Search the material below for the string "path" and copy each line where it appears.
==== Records
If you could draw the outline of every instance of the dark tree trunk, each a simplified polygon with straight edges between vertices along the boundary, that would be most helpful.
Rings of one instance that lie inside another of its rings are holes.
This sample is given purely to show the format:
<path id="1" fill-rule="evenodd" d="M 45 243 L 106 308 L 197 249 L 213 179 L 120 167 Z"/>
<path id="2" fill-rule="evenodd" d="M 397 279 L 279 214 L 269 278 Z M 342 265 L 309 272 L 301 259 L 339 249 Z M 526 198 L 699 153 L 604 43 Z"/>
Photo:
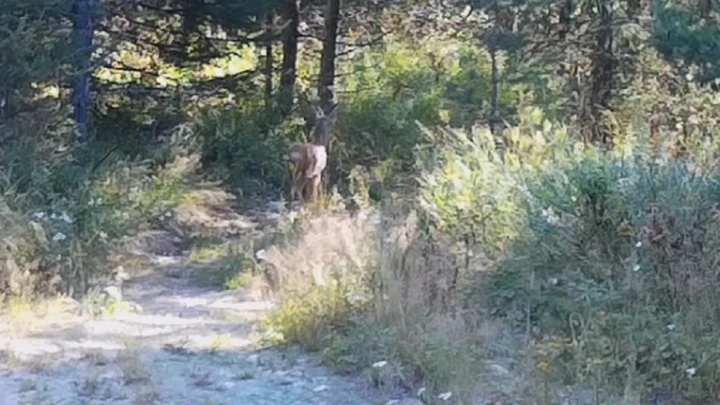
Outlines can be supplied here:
========
• _Result of the task_
<path id="1" fill-rule="evenodd" d="M 45 243 L 106 308 L 197 249 L 213 179 L 120 167 Z"/>
<path id="2" fill-rule="evenodd" d="M 397 279 L 279 214 L 269 278 Z M 342 265 L 309 272 L 301 259 L 339 249 Z M 526 198 L 699 153 L 604 43 Z"/>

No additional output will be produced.